#### WHAT THIS TASK INVOLVES
What lines below mention the word "grass"? Copy each one.

#### PROVIDED DATA

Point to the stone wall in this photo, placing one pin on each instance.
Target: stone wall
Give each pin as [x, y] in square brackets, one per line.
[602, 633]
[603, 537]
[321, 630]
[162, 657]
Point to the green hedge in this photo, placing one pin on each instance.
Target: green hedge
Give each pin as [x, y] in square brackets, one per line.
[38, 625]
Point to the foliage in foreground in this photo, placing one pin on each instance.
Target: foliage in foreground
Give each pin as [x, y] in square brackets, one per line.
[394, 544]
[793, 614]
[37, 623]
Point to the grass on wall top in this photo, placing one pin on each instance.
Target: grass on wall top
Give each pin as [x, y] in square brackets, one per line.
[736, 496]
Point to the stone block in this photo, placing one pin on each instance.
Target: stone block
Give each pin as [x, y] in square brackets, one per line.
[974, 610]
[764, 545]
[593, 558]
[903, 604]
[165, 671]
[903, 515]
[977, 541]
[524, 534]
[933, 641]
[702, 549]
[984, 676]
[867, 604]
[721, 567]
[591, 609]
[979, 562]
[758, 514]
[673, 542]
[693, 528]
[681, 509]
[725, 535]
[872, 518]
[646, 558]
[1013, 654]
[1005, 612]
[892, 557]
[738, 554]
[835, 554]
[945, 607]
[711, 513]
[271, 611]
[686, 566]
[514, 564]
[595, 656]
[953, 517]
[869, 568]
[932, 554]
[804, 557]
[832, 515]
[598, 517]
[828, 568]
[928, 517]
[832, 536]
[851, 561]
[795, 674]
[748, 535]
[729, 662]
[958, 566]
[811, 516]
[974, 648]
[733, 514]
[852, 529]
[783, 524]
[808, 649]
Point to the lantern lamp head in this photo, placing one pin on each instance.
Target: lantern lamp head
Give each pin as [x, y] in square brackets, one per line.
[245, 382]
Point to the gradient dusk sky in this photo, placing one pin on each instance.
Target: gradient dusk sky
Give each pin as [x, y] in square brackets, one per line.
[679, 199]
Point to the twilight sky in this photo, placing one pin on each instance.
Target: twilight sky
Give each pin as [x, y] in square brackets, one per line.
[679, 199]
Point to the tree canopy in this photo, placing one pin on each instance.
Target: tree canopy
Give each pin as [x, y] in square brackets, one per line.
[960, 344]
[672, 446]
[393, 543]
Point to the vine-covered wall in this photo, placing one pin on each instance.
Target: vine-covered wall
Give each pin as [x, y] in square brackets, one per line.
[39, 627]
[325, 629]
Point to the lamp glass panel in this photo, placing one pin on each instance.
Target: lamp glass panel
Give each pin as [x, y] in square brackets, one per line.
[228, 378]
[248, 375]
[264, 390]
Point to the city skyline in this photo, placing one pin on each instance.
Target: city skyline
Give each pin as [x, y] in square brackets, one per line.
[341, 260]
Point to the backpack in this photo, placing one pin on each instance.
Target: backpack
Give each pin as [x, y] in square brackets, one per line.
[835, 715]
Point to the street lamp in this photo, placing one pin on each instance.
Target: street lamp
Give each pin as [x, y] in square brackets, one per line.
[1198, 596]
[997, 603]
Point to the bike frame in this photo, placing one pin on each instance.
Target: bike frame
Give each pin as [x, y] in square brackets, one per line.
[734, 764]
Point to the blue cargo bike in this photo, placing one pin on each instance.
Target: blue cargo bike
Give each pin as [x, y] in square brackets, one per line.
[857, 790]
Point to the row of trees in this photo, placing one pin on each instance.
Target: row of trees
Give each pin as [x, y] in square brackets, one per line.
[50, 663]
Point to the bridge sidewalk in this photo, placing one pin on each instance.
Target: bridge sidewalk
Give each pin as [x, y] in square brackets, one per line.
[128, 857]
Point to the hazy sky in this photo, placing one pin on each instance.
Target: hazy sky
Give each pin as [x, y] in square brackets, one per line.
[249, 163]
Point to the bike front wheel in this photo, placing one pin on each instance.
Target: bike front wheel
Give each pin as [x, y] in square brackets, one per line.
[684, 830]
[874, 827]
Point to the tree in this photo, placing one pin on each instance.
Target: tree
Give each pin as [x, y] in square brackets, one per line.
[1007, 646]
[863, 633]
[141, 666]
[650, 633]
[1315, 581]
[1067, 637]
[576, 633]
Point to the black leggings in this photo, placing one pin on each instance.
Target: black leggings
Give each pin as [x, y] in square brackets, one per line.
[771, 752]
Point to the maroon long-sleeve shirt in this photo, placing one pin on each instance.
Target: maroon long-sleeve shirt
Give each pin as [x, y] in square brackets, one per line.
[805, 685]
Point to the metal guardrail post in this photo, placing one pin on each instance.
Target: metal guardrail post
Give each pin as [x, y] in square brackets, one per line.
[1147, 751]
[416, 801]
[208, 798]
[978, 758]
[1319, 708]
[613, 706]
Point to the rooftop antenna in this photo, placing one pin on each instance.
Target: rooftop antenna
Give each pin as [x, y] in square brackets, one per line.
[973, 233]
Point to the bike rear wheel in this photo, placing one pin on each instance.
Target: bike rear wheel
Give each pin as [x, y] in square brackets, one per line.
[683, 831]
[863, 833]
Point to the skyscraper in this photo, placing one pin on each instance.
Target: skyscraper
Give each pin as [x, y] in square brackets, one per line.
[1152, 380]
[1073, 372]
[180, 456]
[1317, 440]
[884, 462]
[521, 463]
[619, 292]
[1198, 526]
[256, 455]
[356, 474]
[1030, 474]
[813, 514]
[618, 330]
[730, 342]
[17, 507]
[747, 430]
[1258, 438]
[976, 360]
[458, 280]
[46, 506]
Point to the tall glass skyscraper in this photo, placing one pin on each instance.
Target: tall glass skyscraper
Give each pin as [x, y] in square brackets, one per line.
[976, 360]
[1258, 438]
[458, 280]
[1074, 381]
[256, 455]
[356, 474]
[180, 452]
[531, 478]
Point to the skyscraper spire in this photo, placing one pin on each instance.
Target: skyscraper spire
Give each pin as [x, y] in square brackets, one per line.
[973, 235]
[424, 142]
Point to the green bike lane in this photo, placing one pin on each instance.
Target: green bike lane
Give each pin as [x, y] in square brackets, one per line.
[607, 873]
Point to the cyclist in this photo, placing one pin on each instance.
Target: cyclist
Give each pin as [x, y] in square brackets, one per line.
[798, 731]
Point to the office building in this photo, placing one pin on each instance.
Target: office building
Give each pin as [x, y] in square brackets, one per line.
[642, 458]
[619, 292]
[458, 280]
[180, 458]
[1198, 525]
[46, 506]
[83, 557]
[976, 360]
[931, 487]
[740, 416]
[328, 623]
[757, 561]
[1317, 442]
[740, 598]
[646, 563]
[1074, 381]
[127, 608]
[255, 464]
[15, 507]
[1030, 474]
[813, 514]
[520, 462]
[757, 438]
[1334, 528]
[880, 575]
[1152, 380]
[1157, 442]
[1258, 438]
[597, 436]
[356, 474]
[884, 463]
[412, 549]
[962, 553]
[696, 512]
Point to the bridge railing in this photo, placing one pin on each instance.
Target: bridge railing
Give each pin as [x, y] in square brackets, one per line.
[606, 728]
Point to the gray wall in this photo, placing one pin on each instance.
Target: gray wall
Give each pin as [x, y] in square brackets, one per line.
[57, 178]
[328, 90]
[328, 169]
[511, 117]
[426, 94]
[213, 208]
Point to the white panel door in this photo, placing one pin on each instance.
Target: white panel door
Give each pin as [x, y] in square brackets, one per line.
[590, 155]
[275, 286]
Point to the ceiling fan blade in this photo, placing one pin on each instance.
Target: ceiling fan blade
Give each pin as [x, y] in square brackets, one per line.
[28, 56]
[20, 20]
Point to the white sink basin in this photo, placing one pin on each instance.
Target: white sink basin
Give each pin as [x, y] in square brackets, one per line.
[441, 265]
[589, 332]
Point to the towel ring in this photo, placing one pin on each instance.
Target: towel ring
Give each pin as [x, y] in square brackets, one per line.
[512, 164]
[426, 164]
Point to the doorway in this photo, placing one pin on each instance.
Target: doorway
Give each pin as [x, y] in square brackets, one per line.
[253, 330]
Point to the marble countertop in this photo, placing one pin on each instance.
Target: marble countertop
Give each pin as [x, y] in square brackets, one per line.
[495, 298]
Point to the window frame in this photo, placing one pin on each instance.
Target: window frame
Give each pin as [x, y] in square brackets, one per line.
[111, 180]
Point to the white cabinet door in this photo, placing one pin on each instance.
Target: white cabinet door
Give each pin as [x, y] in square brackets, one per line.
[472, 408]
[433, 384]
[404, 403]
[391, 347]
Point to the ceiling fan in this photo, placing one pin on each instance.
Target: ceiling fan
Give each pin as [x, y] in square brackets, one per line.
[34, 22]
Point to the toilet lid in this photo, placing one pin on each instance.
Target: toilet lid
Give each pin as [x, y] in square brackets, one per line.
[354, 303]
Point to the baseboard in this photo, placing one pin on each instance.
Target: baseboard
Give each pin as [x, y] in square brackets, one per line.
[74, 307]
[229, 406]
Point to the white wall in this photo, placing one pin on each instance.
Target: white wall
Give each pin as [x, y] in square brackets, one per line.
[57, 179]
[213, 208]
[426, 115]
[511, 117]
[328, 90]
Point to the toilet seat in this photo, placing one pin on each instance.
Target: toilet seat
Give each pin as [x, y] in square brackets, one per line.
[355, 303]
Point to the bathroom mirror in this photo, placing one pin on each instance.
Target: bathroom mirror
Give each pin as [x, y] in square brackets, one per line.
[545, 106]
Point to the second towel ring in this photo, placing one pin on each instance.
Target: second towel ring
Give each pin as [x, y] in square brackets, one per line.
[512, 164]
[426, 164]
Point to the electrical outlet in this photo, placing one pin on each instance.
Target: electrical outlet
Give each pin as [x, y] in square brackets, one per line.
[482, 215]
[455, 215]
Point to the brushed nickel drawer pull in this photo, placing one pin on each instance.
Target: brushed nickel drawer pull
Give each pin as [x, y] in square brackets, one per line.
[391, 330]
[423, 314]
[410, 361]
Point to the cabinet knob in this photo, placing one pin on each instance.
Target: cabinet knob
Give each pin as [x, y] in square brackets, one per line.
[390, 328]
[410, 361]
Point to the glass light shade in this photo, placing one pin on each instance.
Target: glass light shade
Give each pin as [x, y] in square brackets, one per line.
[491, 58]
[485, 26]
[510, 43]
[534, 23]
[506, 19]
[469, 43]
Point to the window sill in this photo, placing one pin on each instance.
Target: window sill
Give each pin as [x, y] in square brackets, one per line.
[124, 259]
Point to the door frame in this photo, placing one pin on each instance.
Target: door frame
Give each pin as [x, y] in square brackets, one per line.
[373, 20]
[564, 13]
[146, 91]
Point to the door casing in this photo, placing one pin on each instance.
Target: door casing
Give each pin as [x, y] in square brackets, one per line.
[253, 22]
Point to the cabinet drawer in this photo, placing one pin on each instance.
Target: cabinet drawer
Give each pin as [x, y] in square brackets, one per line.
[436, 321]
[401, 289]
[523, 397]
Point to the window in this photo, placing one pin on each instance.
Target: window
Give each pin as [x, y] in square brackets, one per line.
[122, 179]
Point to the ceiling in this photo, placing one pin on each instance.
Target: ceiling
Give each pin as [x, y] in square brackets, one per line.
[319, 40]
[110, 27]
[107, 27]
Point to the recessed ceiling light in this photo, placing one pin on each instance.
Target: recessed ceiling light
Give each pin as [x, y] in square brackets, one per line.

#### RESPONSE TO THE EXERCISE
Point to the grass on wall top in this photo, placing one pin on each instance.
Target: grass on wall top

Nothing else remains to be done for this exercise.